[[ Given records open ]]

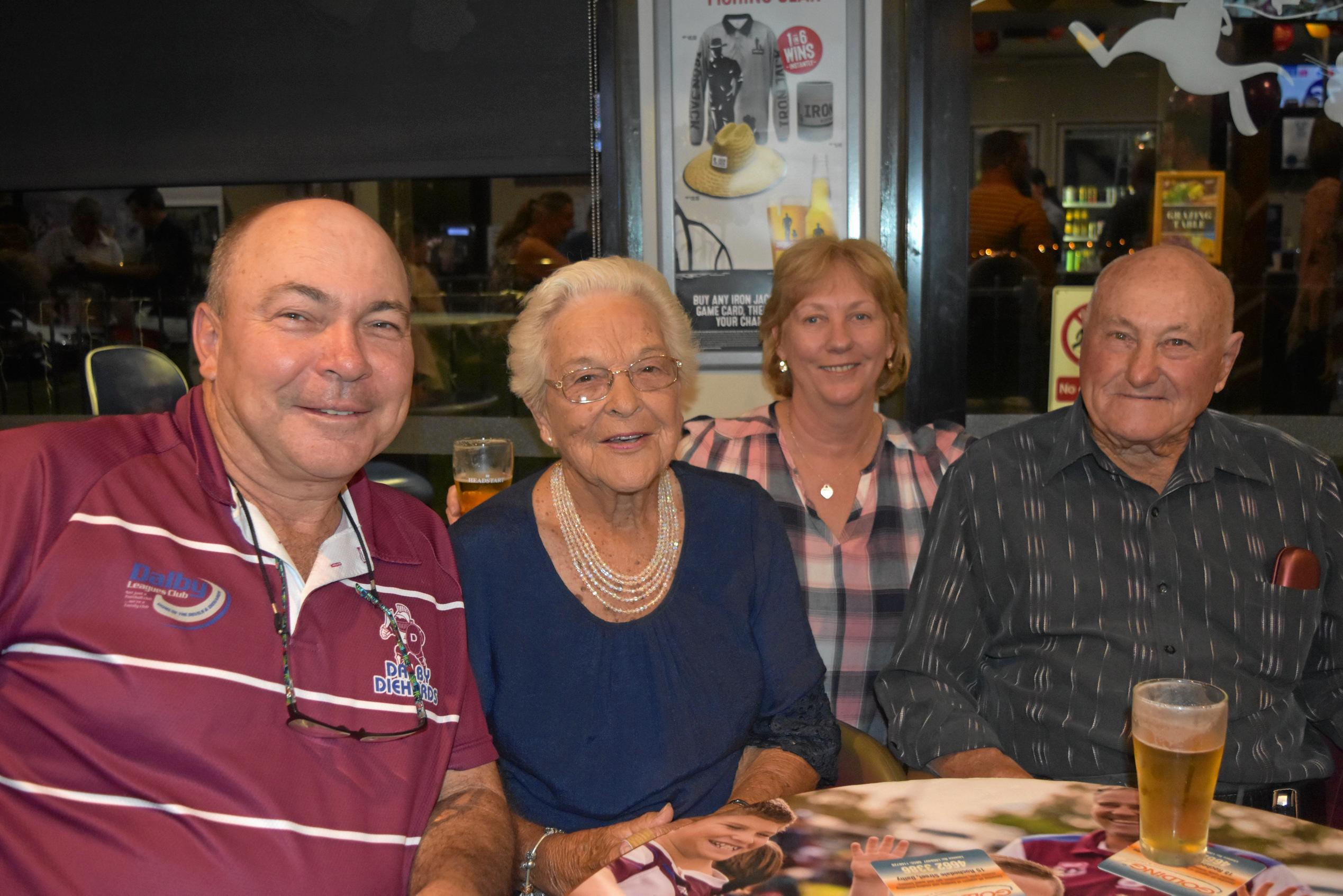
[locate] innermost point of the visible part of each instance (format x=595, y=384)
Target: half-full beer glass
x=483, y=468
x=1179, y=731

[[ Given records closed ]]
[[ Given records open ]]

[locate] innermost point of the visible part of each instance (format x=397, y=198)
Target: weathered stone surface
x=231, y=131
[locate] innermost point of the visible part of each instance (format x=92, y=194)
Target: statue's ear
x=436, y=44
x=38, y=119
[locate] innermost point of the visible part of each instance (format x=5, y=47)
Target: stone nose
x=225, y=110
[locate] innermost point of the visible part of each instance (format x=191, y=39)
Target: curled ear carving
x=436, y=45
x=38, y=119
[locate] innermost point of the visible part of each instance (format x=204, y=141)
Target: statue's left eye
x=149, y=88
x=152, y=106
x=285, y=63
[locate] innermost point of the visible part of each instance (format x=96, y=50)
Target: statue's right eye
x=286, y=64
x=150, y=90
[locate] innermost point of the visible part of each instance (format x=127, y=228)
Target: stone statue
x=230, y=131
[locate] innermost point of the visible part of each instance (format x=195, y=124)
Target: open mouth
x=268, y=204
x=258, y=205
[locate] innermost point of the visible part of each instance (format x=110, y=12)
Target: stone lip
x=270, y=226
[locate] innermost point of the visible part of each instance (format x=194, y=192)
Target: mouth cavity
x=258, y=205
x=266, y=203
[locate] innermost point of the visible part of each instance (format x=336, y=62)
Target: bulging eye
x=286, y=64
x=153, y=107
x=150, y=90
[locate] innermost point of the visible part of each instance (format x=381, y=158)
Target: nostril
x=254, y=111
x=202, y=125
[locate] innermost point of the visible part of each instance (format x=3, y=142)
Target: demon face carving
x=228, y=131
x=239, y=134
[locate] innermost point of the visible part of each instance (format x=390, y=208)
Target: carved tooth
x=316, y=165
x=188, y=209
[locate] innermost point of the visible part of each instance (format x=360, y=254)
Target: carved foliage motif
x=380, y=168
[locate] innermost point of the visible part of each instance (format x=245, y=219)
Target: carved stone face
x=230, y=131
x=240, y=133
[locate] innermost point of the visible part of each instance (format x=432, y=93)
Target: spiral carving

[[ Given records closed ]]
[[ Given records open ]]

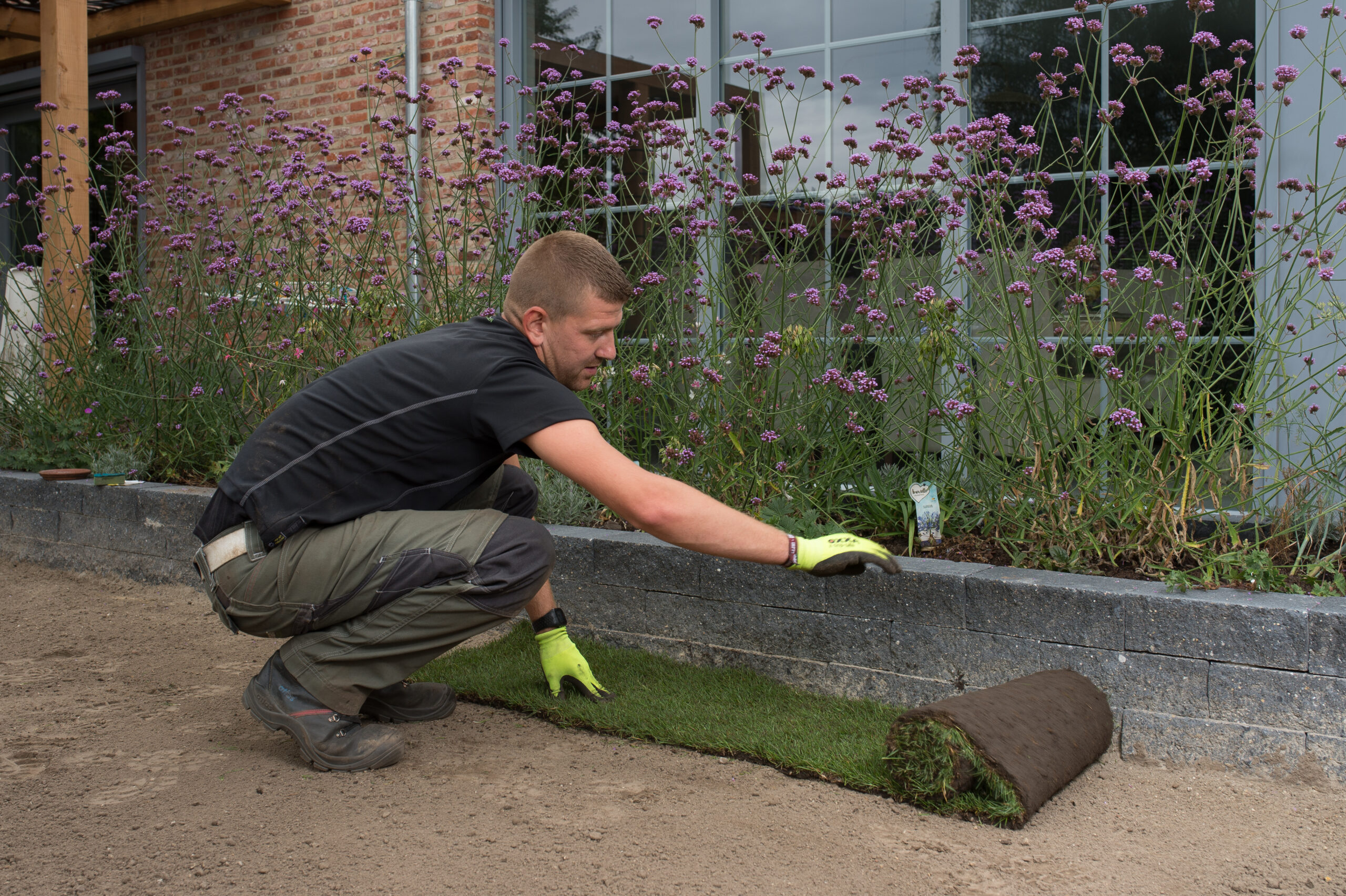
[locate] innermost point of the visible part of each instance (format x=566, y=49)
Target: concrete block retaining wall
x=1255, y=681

[[ Given records closed ]]

Given the records above, restate word for word only the lines starting at the one with "(format x=245, y=219)" and ending at the one with "Target: spiral carving".

Answer section ->
[locate] innermost point of the visible part of each instance (format x=245, y=219)
Target: carved stone face
x=230, y=131
x=240, y=133
[locate] innermost point of the visible part of each instance (format x=432, y=93)
Target: spiral carving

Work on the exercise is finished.